§ What the exercise asks: Please arrange the records from the line containing "Could you point at the man's forehead" through the line containing "Could you point at the mattress", both included, as a numbered list with blank lines left out. Leave the pictures out of the list.

§ Excerpted records:
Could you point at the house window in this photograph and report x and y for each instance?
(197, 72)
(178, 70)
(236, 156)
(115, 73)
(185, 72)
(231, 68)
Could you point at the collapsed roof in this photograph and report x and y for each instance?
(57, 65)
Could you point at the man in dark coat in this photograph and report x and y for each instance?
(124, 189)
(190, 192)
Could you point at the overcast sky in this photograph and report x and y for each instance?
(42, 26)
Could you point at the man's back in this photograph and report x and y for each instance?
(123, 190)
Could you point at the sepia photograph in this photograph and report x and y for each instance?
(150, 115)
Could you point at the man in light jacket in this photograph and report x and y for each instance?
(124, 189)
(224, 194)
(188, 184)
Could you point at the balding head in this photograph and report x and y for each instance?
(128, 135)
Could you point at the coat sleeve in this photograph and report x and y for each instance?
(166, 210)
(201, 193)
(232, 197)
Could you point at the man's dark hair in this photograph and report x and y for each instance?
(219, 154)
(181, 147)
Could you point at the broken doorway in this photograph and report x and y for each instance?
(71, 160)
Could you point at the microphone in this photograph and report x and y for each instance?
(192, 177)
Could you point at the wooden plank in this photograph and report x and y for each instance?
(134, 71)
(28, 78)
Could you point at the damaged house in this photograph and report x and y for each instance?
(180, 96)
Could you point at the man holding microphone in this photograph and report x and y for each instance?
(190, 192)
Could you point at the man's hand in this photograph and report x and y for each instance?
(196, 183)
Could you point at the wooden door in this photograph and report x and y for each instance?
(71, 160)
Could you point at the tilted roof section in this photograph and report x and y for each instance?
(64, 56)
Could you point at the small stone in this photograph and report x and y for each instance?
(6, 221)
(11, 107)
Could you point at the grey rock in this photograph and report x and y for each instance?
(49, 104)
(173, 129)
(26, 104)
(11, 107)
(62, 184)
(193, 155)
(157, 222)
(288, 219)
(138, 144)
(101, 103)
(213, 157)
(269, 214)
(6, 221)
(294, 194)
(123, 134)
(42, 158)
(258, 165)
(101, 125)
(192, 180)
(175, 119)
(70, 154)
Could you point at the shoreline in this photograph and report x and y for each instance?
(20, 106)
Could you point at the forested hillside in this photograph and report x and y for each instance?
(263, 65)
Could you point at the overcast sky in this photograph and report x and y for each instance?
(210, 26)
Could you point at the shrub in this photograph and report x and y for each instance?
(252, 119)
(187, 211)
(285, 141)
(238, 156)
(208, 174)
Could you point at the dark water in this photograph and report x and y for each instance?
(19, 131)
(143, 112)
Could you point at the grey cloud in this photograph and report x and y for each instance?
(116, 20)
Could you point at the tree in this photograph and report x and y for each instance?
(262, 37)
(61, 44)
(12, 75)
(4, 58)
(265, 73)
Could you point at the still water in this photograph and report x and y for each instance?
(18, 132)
...
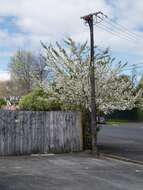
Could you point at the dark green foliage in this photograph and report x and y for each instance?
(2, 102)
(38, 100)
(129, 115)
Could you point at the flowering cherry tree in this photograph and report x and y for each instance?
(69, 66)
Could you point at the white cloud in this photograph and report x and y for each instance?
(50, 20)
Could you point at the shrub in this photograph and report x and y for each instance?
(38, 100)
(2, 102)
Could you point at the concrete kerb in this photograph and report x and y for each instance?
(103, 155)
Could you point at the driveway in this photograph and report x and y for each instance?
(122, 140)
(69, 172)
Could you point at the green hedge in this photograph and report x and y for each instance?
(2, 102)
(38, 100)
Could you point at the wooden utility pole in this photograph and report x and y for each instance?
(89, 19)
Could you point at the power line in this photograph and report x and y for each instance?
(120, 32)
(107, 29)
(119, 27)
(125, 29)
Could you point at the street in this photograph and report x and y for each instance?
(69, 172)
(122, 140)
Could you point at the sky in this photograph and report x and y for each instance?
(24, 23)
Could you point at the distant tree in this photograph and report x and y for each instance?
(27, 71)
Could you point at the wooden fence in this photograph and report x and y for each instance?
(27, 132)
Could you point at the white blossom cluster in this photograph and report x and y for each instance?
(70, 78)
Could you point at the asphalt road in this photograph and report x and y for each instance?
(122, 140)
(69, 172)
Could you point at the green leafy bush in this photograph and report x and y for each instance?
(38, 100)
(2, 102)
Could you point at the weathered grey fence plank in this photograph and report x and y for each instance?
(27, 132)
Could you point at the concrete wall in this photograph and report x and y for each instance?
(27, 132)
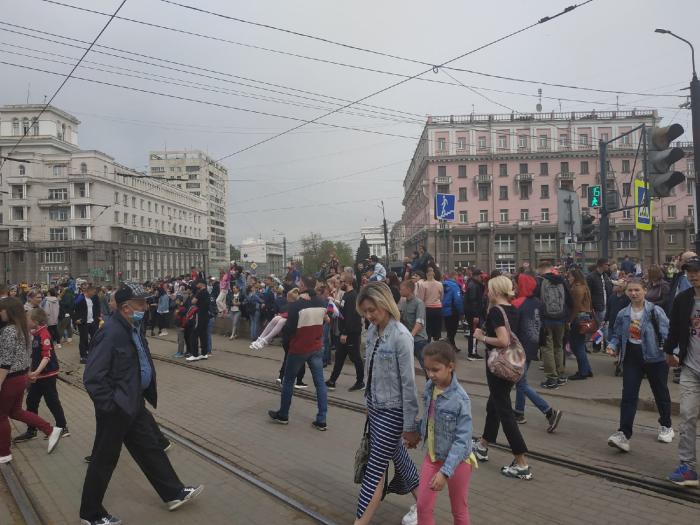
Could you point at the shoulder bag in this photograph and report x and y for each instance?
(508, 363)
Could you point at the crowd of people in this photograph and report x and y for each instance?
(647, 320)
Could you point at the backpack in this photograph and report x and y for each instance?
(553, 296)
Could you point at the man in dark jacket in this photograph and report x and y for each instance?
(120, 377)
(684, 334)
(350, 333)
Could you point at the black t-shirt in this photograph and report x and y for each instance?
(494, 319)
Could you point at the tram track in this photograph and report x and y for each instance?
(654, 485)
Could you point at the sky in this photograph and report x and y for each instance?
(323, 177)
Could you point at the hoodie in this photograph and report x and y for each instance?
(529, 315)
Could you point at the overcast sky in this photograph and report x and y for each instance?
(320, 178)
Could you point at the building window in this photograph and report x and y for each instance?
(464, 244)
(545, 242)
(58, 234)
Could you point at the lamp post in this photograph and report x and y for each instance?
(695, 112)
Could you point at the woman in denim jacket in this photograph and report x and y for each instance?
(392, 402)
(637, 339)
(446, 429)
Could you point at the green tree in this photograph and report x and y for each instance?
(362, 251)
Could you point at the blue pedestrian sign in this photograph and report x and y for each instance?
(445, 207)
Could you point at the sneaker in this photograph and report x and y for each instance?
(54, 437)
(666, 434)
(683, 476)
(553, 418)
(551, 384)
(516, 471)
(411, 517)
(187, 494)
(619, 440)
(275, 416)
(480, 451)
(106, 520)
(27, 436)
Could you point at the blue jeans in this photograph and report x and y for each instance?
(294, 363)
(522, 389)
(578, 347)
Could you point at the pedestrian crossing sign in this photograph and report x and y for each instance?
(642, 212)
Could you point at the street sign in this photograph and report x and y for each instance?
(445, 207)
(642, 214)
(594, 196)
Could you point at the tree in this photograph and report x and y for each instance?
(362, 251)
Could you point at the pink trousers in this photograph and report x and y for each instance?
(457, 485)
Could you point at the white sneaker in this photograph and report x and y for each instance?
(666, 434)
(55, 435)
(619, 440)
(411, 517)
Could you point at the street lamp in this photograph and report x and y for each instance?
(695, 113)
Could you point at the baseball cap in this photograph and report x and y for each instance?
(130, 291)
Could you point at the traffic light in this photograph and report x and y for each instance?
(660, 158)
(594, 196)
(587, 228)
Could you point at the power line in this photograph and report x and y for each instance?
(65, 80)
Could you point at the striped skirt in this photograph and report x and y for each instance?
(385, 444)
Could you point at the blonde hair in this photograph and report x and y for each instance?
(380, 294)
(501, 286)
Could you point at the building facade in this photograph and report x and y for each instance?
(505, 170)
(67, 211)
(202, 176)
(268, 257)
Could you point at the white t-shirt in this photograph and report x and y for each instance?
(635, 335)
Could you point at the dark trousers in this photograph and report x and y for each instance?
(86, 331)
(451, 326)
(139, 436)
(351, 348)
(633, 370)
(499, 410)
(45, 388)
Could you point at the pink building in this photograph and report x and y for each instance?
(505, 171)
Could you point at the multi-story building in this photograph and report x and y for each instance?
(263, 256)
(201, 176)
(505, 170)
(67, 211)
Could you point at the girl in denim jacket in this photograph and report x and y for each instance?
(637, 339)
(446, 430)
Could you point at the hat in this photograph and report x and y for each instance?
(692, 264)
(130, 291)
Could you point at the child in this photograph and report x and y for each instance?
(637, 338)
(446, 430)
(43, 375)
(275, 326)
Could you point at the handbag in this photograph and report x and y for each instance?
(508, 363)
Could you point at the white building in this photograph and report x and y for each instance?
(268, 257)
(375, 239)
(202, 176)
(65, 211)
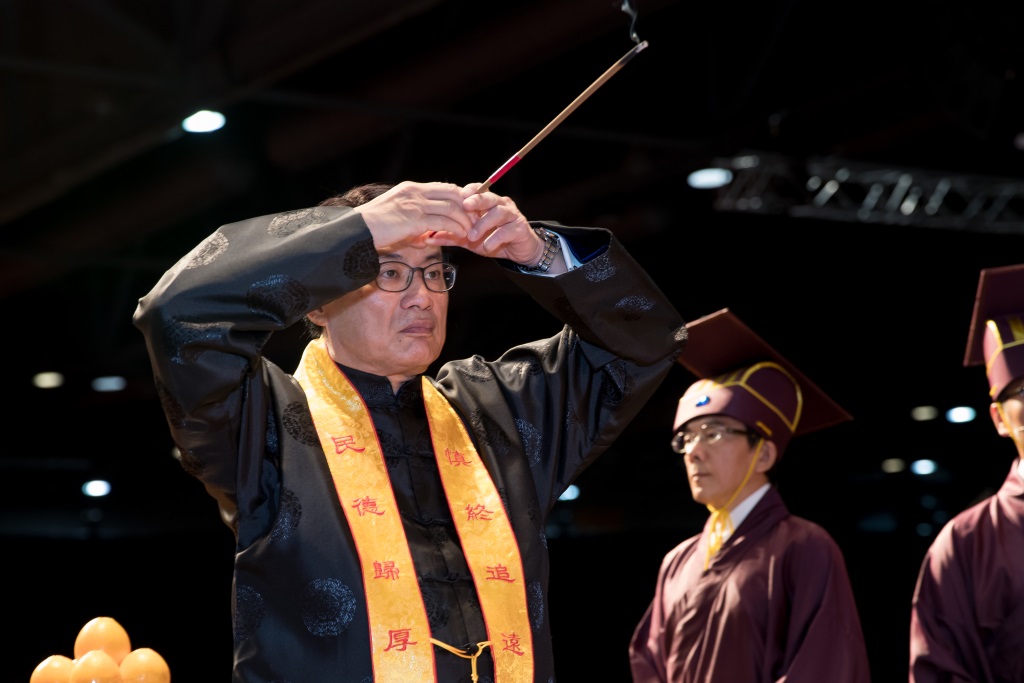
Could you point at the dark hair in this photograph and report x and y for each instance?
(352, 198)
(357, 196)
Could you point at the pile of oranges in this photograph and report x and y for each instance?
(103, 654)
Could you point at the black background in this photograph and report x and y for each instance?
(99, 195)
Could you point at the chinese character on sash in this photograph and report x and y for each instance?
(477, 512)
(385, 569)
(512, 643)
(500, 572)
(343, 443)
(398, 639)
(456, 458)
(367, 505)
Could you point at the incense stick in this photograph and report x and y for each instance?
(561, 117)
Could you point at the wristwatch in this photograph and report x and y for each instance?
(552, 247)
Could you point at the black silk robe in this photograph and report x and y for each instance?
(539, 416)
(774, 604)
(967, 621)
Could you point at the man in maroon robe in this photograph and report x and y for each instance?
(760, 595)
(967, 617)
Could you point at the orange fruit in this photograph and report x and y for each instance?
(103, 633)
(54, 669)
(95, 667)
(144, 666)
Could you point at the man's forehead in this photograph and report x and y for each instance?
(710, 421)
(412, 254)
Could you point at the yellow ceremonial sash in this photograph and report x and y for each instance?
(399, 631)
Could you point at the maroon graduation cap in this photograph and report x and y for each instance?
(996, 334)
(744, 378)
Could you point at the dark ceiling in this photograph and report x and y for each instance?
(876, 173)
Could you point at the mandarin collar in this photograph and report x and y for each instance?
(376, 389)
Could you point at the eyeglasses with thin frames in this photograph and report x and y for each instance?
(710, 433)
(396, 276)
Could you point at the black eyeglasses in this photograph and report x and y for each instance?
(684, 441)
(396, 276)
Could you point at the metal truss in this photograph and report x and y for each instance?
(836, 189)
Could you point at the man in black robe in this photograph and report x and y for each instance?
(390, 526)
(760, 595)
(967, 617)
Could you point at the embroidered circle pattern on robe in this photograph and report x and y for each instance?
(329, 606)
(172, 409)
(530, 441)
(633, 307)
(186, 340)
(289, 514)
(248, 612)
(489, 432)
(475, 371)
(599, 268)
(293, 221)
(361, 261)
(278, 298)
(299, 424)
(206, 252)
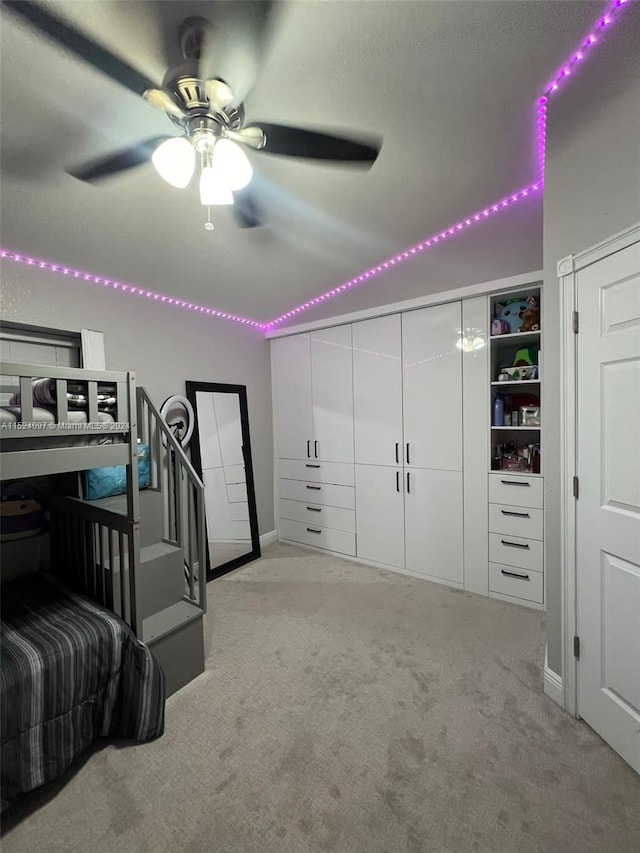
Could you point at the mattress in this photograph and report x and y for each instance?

§ Reply:
1. Could you point at the man's forehead in this photograph and report x and y for each instance?
2. (710, 421)
3. (412, 254)
4. Could you point at the yellow ceremonial sash in this photograph and report x and y for each instance?
5. (399, 631)
6. Could you point at the maroon graduation cap in this photograph and report x and y for each instance?
7. (996, 334)
8. (744, 378)
9. Could you point at the dark ceiling in this photograph and report x and y for each instance?
10. (876, 173)
11. Could you point at the mandarin collar in this photograph and report x and y for each instance?
12. (376, 389)
13. Could you point at the eyeglasses with thin frames in this photograph and report x and y for each instance?
14. (710, 433)
15. (396, 276)
16. Could you point at the black eyeglasses in this photograph and report x and y for each instance?
17. (684, 441)
18. (396, 276)
19. Could you point at the metal truss in this photograph and report x and y for each instance?
20. (836, 189)
21. Could you point at the man in black robe in this photograph and report x and y for each instance?
22. (390, 526)
23. (760, 595)
24. (967, 617)
25. Could you point at the embroidered circle pattern on robe in this photograph and report x and y for each instance?
26. (329, 606)
27. (172, 409)
28. (530, 441)
29. (633, 307)
30. (186, 340)
31. (289, 514)
32. (248, 612)
33. (489, 432)
34. (475, 371)
35. (599, 268)
36. (293, 221)
37. (361, 261)
38. (278, 298)
39. (299, 424)
40. (206, 252)
41. Could you point at the mattress in this photograph and report x and y for each instance?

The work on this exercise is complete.